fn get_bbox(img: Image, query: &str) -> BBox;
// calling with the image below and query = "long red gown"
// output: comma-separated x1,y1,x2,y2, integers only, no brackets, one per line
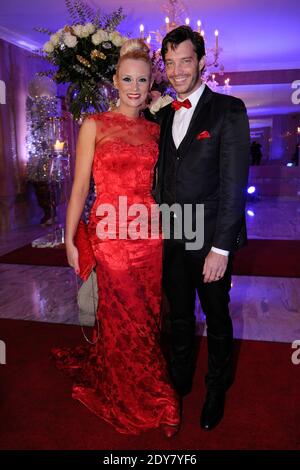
54,112,179,434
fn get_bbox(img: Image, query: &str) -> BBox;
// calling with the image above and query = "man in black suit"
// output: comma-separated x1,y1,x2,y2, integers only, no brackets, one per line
153,26,250,430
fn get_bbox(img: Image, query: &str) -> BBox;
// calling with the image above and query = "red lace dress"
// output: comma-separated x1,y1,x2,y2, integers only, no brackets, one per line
54,112,179,434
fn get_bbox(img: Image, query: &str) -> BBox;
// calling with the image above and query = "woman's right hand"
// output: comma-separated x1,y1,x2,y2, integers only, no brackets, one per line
66,242,79,274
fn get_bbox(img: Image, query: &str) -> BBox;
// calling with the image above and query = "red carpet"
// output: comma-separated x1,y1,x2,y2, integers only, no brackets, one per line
0,319,300,450
0,239,300,277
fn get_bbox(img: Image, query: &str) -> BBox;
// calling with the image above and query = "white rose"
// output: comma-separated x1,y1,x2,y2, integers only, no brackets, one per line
72,24,84,38
85,23,96,34
82,25,90,38
63,33,77,47
109,31,123,47
43,41,54,54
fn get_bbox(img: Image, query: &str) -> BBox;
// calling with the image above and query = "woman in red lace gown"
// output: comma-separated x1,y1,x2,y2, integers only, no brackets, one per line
55,40,179,437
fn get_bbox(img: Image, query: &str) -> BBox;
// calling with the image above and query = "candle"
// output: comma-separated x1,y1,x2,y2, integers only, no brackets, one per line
54,140,65,152
140,24,145,39
215,29,219,50
165,16,170,33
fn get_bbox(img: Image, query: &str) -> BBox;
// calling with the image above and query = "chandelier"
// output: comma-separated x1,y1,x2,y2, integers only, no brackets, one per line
140,0,231,94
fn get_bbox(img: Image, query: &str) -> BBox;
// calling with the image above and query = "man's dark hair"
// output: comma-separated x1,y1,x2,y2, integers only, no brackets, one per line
161,26,205,62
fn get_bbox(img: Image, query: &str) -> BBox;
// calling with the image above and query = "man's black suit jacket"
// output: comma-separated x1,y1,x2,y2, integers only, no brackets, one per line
149,86,250,255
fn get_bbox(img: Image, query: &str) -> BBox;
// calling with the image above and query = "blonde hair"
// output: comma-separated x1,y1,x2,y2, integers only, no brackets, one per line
116,39,152,75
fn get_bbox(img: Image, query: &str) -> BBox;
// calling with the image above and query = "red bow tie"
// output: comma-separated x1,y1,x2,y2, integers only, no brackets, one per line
172,98,192,111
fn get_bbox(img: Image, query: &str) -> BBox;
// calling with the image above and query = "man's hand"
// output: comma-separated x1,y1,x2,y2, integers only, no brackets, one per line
202,251,228,283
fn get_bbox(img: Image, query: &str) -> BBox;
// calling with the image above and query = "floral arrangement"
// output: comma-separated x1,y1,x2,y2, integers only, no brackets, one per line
36,0,128,119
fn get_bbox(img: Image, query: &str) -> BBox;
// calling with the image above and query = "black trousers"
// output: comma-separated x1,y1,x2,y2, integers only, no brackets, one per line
163,240,233,395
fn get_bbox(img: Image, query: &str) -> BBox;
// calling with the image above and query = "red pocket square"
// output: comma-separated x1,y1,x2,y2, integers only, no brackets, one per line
196,131,211,140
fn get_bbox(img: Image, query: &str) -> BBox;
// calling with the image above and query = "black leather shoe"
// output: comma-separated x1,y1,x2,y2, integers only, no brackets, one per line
200,392,225,431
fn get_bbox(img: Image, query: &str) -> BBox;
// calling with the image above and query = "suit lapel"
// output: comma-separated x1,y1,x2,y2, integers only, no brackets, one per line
178,85,213,156
153,105,175,204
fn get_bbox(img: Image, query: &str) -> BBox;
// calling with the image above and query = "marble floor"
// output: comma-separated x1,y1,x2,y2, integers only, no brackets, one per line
0,199,300,343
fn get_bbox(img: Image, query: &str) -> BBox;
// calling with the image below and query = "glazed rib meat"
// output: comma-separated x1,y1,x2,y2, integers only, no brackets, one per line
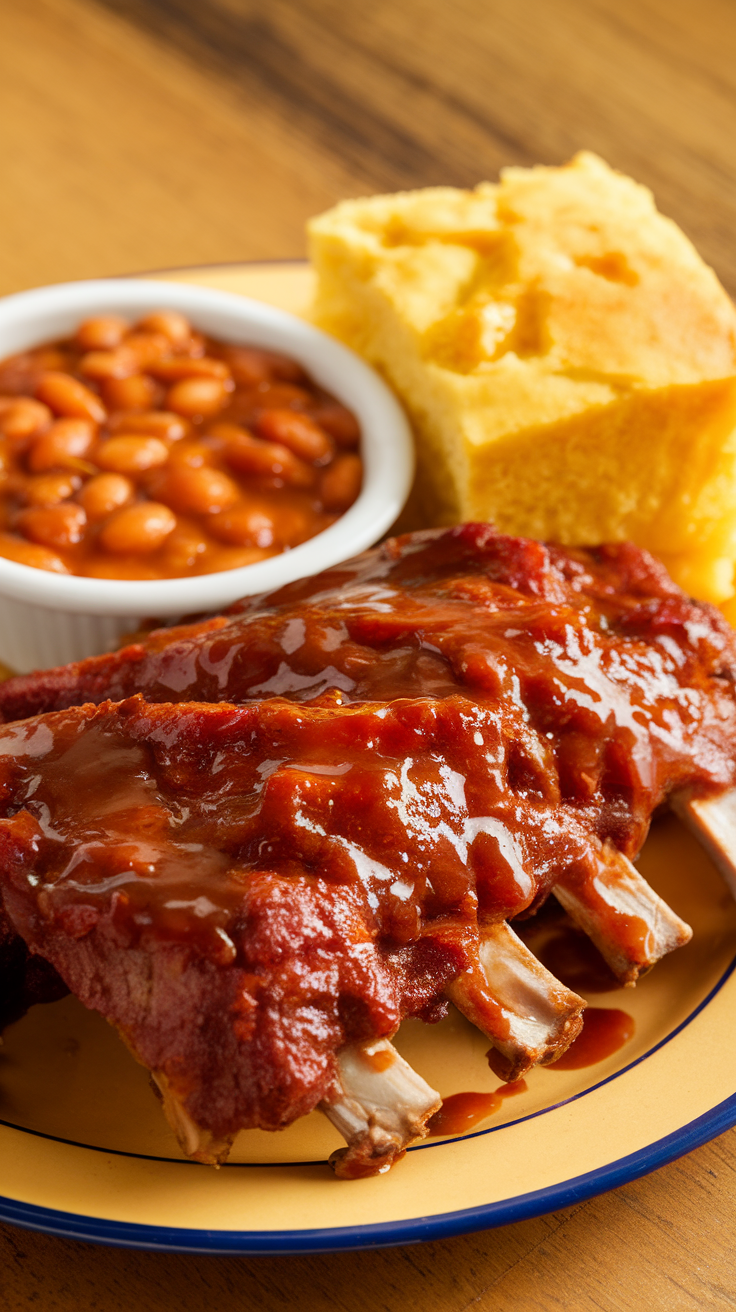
0,525,736,1176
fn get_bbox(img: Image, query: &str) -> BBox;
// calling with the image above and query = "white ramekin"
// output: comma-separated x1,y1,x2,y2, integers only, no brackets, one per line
0,278,413,670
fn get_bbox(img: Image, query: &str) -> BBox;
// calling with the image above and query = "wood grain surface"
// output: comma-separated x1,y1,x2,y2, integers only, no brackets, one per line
0,0,736,1312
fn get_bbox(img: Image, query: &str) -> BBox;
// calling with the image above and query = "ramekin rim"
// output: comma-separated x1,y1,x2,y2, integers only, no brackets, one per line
0,277,415,618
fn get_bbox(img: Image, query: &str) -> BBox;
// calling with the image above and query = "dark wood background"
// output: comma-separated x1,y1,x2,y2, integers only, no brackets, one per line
0,0,736,1312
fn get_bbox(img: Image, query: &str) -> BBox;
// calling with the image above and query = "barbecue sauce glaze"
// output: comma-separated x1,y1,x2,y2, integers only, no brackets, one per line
0,525,736,1130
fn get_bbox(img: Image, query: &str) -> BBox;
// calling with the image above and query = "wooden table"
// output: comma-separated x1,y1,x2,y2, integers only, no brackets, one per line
0,0,736,1312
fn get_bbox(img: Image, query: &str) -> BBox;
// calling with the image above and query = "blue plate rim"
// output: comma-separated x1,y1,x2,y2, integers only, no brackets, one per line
0,958,736,1257
0,1093,736,1257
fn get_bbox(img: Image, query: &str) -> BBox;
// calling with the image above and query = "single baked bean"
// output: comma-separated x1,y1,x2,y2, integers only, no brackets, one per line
28,419,96,474
79,474,135,521
209,504,276,547
0,533,70,573
97,434,169,474
25,474,81,505
75,315,130,350
79,346,138,382
157,466,240,514
136,310,192,346
213,424,316,488
310,401,361,450
256,409,333,463
320,453,363,510
108,411,192,442
100,501,176,555
17,501,87,550
150,356,231,383
125,331,172,371
167,378,227,419
35,370,108,424
101,374,161,411
0,396,54,440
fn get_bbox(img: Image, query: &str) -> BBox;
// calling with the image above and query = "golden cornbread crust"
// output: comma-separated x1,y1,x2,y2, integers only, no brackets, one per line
310,152,736,601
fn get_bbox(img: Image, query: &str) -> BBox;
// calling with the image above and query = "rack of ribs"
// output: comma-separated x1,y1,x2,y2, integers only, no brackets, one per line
0,525,736,1177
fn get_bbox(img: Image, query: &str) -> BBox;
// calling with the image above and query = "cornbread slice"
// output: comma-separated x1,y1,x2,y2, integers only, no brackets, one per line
310,152,736,601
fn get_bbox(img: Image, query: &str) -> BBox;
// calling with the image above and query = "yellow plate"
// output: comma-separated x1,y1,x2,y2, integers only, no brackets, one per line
0,261,736,1253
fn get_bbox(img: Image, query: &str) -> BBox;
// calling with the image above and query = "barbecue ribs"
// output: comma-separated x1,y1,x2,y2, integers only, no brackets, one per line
0,525,736,1177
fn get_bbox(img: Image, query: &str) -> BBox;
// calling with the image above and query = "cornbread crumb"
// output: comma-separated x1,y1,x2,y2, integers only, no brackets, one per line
310,152,736,601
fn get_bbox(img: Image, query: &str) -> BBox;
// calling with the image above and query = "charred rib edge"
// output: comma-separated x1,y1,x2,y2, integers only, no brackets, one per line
447,921,585,1080
554,844,693,984
320,1039,442,1179
670,789,736,897
151,1071,235,1166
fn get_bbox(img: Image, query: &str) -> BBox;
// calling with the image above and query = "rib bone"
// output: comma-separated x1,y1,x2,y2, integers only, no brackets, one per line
447,921,585,1080
320,1039,442,1179
554,844,693,984
151,1071,235,1166
670,789,736,897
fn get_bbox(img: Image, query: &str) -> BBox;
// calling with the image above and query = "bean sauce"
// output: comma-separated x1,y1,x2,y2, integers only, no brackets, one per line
0,310,362,579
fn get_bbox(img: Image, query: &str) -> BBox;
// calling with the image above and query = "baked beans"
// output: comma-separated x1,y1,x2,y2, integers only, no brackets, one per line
0,310,362,579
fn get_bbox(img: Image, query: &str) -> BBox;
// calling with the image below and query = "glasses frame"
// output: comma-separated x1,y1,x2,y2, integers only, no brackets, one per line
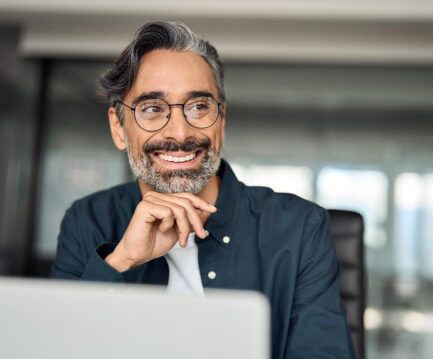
116,96,223,132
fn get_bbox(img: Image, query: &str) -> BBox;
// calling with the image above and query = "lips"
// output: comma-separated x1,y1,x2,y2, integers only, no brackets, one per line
158,152,197,163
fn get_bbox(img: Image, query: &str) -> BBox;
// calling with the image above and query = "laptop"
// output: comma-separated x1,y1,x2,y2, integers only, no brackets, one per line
0,278,270,359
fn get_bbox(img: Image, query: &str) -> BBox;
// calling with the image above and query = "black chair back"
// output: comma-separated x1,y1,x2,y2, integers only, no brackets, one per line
328,210,365,359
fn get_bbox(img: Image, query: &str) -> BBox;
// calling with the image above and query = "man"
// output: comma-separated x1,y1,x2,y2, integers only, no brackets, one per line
53,22,354,359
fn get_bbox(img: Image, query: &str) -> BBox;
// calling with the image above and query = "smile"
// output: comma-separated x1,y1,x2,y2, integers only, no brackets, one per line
158,152,197,163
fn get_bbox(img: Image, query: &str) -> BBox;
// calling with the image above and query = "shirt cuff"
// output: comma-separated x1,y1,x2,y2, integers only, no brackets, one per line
81,242,125,283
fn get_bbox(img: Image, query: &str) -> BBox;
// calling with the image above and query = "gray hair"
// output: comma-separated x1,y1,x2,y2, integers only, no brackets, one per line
98,21,225,120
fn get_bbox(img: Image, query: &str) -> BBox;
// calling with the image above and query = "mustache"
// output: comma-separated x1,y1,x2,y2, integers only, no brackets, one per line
143,138,211,155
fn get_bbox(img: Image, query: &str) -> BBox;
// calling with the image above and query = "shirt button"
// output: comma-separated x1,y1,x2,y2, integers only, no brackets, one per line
207,270,216,279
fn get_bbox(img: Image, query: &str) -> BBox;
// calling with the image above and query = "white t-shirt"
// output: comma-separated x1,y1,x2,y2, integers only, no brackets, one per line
165,232,204,295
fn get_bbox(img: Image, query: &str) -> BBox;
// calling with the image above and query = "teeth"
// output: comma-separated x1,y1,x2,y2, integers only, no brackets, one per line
159,153,195,162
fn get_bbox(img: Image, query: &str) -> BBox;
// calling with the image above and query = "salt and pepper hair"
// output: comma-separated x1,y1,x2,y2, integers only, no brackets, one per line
99,21,225,122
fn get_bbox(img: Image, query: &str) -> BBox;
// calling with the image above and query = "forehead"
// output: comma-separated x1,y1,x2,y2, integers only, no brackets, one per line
126,50,218,101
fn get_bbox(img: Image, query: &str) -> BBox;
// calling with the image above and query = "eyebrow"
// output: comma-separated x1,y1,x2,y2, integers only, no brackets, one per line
132,90,215,106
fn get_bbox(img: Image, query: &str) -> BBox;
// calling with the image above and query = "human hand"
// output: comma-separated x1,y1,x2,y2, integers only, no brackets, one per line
105,192,216,272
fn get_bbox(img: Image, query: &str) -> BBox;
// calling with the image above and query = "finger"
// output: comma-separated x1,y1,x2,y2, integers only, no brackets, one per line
145,195,191,247
137,201,175,231
145,195,206,238
150,192,217,213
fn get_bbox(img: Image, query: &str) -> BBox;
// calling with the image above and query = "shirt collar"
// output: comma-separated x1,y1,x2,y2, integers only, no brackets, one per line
205,160,242,246
121,159,242,247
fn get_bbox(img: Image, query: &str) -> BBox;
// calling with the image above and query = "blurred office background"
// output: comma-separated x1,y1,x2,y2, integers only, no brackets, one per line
0,0,433,359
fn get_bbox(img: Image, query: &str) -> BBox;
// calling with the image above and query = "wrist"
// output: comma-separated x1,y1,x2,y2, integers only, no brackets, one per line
105,242,138,272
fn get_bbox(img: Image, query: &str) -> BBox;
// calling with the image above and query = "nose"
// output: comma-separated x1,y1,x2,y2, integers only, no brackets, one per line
162,106,193,143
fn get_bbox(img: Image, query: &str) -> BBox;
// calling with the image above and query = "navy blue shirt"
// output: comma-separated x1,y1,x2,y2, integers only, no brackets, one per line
52,161,355,359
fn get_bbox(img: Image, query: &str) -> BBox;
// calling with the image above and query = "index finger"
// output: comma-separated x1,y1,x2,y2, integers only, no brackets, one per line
172,192,217,213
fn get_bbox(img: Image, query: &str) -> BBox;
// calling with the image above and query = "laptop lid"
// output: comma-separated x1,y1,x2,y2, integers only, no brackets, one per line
0,278,270,359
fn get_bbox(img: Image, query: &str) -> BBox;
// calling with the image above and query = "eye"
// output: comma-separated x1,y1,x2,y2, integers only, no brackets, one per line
136,101,164,113
187,99,210,112
191,102,209,111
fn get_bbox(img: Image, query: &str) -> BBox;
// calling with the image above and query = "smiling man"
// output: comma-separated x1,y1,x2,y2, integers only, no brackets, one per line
52,22,354,359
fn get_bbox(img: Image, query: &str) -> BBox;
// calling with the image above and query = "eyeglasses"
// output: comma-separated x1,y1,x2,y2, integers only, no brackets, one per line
118,96,221,132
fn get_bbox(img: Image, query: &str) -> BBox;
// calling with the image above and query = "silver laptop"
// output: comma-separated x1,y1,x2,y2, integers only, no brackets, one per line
0,278,270,359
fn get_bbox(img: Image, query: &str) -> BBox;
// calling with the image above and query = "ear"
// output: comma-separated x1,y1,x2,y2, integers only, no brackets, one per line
108,106,127,151
221,103,227,143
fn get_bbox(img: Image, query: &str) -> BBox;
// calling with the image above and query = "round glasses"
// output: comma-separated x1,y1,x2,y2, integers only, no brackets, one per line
118,96,221,132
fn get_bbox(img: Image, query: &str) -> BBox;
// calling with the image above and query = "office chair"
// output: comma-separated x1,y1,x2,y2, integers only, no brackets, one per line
328,210,365,359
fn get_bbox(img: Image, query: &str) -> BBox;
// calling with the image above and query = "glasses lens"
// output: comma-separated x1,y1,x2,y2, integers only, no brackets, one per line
184,97,218,128
135,99,170,131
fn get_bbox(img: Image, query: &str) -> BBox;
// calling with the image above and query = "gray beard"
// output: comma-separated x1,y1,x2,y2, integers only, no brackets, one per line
127,146,221,194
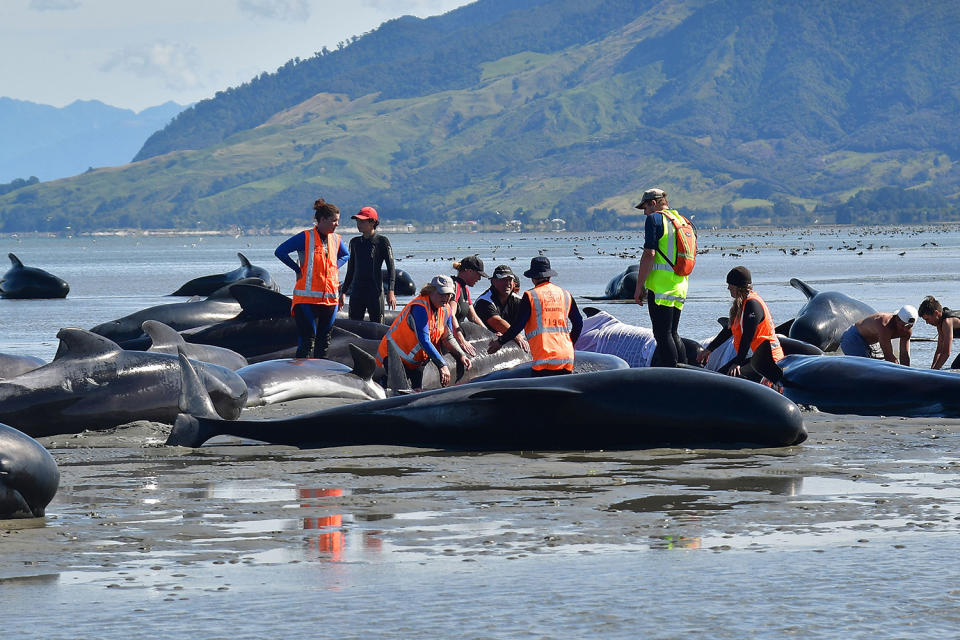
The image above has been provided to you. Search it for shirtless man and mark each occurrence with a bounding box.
[918,296,960,369]
[840,304,917,367]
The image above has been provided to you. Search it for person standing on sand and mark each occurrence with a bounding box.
[340,207,397,322]
[633,188,689,367]
[273,198,350,358]
[840,304,917,367]
[917,296,960,369]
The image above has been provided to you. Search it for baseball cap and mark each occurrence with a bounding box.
[430,275,457,293]
[460,256,490,278]
[897,304,917,324]
[350,207,380,221]
[634,187,667,209]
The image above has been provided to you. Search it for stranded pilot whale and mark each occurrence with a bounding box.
[0,253,70,299]
[170,252,277,296]
[0,424,60,520]
[0,328,247,438]
[777,278,876,351]
[167,344,807,451]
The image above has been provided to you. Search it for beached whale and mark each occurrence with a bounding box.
[237,345,387,407]
[0,328,247,438]
[584,264,640,300]
[90,279,269,344]
[0,424,60,520]
[170,252,277,296]
[777,278,876,351]
[0,353,47,380]
[779,355,960,418]
[0,253,70,299]
[167,344,807,451]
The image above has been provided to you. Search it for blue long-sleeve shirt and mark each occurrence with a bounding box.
[273,232,350,276]
[410,305,453,368]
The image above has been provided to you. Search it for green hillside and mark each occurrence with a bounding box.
[0,0,960,232]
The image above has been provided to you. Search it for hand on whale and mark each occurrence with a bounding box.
[0,424,60,520]
[0,253,70,299]
[170,253,278,296]
[167,344,806,451]
[0,328,247,437]
[777,278,876,351]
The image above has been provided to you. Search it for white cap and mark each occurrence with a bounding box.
[897,304,917,324]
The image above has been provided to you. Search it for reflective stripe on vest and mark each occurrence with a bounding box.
[523,282,573,371]
[730,291,783,362]
[644,209,689,309]
[377,296,447,369]
[293,227,340,305]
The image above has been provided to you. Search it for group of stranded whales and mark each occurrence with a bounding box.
[0,254,960,518]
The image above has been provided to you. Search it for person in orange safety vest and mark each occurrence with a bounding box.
[487,256,583,377]
[273,198,350,358]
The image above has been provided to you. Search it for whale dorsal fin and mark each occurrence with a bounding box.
[790,278,820,300]
[230,283,293,320]
[140,320,186,352]
[54,327,123,360]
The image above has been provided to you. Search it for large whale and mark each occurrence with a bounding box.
[0,353,47,380]
[0,424,60,520]
[584,264,640,300]
[167,344,806,450]
[779,355,960,418]
[237,345,387,407]
[170,252,277,296]
[0,328,247,437]
[142,320,249,371]
[0,253,70,299]
[90,279,267,348]
[777,278,876,351]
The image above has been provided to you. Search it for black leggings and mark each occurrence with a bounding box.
[293,304,337,358]
[647,291,687,367]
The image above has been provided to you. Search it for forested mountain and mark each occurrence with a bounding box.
[0,0,960,231]
[0,98,183,182]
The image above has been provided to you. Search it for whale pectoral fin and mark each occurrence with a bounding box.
[790,278,820,300]
[467,386,583,402]
[347,343,377,380]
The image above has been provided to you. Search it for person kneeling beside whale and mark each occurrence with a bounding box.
[377,275,470,391]
[697,266,783,384]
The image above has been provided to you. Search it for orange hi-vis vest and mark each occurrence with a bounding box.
[730,291,783,362]
[523,282,573,371]
[291,227,340,307]
[377,296,447,369]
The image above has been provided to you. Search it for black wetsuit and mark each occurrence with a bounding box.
[343,233,396,322]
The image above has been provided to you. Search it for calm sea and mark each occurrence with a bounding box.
[0,226,960,366]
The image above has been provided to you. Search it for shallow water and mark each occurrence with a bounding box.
[0,229,960,638]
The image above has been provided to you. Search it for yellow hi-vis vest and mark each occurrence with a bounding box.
[644,209,689,309]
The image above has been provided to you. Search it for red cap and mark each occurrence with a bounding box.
[350,207,380,220]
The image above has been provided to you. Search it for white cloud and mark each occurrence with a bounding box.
[30,0,80,11]
[100,41,202,91]
[237,0,310,22]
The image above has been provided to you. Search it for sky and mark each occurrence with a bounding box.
[0,0,472,112]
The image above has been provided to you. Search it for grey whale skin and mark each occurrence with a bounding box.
[0,424,60,520]
[170,252,277,296]
[779,355,960,418]
[777,278,876,351]
[167,355,807,451]
[0,328,247,438]
[0,253,70,300]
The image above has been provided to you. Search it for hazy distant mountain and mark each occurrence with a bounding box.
[0,0,960,231]
[0,98,184,183]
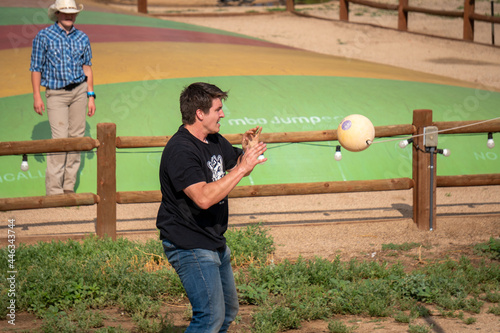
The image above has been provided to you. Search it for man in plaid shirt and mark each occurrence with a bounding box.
[30,0,96,195]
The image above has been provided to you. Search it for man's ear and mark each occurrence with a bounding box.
[196,109,205,121]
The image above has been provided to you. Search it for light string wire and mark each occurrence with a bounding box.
[370,117,500,145]
[15,117,500,156]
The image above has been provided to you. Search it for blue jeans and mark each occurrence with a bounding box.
[163,240,239,333]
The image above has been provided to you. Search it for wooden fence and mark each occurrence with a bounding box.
[137,0,500,44]
[287,0,500,44]
[0,110,500,244]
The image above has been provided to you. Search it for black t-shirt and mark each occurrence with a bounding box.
[156,126,243,250]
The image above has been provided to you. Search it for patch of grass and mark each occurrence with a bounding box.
[0,225,500,333]
[488,305,500,316]
[382,242,422,251]
[408,324,432,333]
[474,237,500,260]
[328,320,358,333]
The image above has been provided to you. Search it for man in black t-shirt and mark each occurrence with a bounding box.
[156,82,267,332]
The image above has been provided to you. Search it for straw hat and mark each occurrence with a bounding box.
[49,0,83,22]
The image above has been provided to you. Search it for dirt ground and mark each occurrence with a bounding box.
[0,0,500,333]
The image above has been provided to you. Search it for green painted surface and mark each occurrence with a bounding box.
[0,76,500,197]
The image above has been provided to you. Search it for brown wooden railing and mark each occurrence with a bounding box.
[0,110,500,245]
[294,0,500,41]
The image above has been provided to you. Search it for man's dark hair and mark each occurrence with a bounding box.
[179,82,227,125]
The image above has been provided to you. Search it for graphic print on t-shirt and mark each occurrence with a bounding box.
[207,155,224,182]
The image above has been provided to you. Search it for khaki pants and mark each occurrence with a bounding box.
[45,82,87,195]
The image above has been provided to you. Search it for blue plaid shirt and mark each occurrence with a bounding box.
[30,22,92,89]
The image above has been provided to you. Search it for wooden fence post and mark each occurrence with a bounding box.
[95,123,116,240]
[413,110,437,230]
[339,0,349,21]
[398,0,408,31]
[137,0,148,14]
[464,0,476,41]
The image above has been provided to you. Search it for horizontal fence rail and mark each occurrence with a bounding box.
[137,0,500,44]
[296,0,500,44]
[0,110,500,244]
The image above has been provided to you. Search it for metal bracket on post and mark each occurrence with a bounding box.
[424,126,438,231]
[424,126,438,148]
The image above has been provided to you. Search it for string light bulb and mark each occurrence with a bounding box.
[399,138,413,149]
[21,154,30,171]
[486,132,495,149]
[334,146,342,161]
[437,148,451,157]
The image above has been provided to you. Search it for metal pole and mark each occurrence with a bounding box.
[429,147,434,231]
[491,1,495,45]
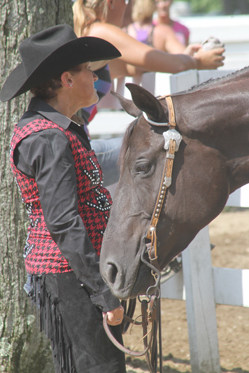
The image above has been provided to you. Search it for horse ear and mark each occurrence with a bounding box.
[111,91,141,117]
[126,83,168,123]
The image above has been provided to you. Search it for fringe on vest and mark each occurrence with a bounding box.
[24,274,77,373]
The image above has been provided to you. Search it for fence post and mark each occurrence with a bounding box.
[182,226,220,373]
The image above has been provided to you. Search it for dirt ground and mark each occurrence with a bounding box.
[124,208,249,373]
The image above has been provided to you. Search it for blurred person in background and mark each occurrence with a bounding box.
[155,0,190,47]
[73,0,225,125]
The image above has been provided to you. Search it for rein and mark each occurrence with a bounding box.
[103,96,182,373]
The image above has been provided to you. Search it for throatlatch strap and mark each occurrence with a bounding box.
[146,96,176,261]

**Written instruction**
Can you rewrite everything in the listing from the line containing "it for hand" down to the line containing "[347,343,377,380]", switching "vest" to "jacket" and leaving everything else as it is?

**Response to the task**
The image above has been provided to you. Search it for hand on whale and mark each occurrence with a bounding box.
[0,424,60,520]
[0,253,70,299]
[170,253,278,296]
[167,344,806,451]
[0,328,247,437]
[777,278,876,351]
The image above has been provided to you. Search it for white cap and mark each occurrence with a bounding box.
[897,304,917,324]
The image above has been provided to you. Search it for reflective stripe on jacket and mark each occurrence with a bounding box.
[523,282,573,371]
[730,291,783,362]
[644,209,689,309]
[377,296,447,369]
[293,227,340,305]
The image above has been provided to you. Search it for group of stranded whales and mark each occurrence with a bounding box.
[0,254,960,518]
The image above has been provided to you. Search it for person in orange safety jacket and mark each occurrence with a bounding box.
[487,256,583,377]
[273,198,350,358]
The image above has been provided to you. Search it for whale dorsal fin and mark each occurrence with a bounding box.
[790,278,820,300]
[230,283,293,320]
[140,320,186,352]
[54,327,123,360]
The image above has been provided to you. Search it for large whale and mark each occurrence with a bounding box.
[0,353,47,380]
[0,424,60,520]
[584,264,640,300]
[167,344,806,450]
[779,355,960,418]
[237,345,387,407]
[170,252,277,296]
[0,328,247,437]
[142,320,249,371]
[0,253,70,299]
[90,279,267,348]
[777,278,876,351]
The image above has been provided to you. Search it for black leggings and mark each occurrence with a bounding box.
[293,304,337,358]
[647,291,687,367]
The image above has been provided to you. Search it for forested mountain and mark each occurrence with a bounding box.
[0,0,960,231]
[0,98,183,182]
The image above has been provided to you. Search it for whale pectoral fin and mark each occurrence with a bounding box.
[790,278,820,300]
[467,386,583,402]
[347,343,377,380]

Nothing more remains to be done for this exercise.